Consigne =
Recopiez à l'identique le passage du compte rendu sur la philanthropie en Amérique qui va de « L’un des grands » à « sur le privé. ».

Texte proposé =
-=-=-=-=-

Recensé : Olivier Zunz, La philanthropie en Amérique. Argent privé, affaires d’État, Fayard, 2012, 450p., 22,90 €
C’est une contribution importante qu’apporte La philanthropie en Amérique à la littérature déjà foisonnante qui existe sur la philanthropie aux États-Unis. Olivier Zunz, professeur d’histoire à l’Université de Virginie, revient sur l’histoire de la philanthropie en Amérique depuis la guerre de Sécession jusqu’à nos jours – rompant avec l’historiographie classique qui fait débuter la philanthropie moderne au tournant du XXe siècle [1]. L’auteur couvre de manière remarquable presque 150 ans d’histoire, dont il évoque à la fois les grands traits et les détails, les dynamiques et les continuités, la diversité et l’unité, démontrant des qualités de pédagogue indéniables. L’auteur de Why the American Century relève ainsi brillamment un défi de taille en offrant une synthèse complète, nuancée et très documentée sur l’histoire de la philanthropie américaine.
L’un des grands intérêts de l’ouvrage réside dans l’angle choisi. Se démarquant des travaux récents qui esquissent des rapprochements entre le secteur à but non lucratif et le monde des affaires, Zunz s’interroge avant tout sur le rapport entre la philanthropie et l’État, d’où le sous-titre du livre « Argent privé, affaires d’État ». Cette approche, particulièrement intéressante pour les lecteurs français, remet en cause l’idée d’une opposition entre le public et le privé, ainsi que celle d’un modèle américain qui s’appuierait presque uniquement sur le privé.

-=-=-=-=-

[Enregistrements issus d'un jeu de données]
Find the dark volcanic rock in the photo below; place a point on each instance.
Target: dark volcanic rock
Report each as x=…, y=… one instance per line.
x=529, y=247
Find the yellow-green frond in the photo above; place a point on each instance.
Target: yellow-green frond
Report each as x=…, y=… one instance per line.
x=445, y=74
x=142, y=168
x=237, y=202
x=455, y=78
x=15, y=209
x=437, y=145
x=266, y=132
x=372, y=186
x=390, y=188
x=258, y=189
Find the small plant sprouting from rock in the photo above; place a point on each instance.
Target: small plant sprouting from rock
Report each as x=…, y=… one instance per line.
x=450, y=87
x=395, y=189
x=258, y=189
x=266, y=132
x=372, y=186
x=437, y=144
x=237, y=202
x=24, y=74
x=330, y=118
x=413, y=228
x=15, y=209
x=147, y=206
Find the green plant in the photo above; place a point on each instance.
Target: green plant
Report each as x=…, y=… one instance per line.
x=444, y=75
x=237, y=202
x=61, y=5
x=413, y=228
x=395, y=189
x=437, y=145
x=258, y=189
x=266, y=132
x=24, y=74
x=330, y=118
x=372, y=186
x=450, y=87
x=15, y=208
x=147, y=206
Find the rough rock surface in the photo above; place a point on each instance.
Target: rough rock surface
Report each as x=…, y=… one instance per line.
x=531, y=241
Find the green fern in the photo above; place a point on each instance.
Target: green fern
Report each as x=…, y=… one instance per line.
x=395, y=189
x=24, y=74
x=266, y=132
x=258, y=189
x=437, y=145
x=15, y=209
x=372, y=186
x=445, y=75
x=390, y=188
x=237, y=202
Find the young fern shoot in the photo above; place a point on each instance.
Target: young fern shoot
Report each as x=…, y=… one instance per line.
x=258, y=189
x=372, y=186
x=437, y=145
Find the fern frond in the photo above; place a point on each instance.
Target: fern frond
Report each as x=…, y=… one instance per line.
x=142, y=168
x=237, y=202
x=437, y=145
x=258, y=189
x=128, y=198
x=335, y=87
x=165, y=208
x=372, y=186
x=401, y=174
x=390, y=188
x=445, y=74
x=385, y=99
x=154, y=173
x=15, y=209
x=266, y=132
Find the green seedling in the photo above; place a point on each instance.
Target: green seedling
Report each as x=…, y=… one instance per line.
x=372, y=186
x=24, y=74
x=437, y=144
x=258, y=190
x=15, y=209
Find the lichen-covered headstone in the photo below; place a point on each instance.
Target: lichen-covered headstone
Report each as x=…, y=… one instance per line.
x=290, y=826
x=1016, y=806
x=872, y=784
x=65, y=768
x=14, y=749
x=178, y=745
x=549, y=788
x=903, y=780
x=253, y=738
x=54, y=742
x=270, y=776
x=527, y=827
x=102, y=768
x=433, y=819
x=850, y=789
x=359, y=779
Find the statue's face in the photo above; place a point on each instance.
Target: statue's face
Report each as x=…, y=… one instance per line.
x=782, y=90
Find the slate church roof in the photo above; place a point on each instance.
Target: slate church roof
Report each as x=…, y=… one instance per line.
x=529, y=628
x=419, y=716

-=-=-=-=-

Résultat attendu =
L’un des grands intérêts de l’ouvrage réside dans l’angle choisi. Se démarquant des travaux récents qui esquissent des rapprochements entre le secteur à but non lucratif et le monde des affaires, Zunz s’interroge avant tout sur le rapport entre la philanthropie et l’État, d’où le sous-titre du livre « Argent privé, affaires d’État ». Cette approche, particulièrement intéressante pour les lecteurs français, remet en cause l’idée d’une opposition entre le public et le privé, ainsi que celle d’un modèle américain qui s’appuierait presque uniquement sur le privé.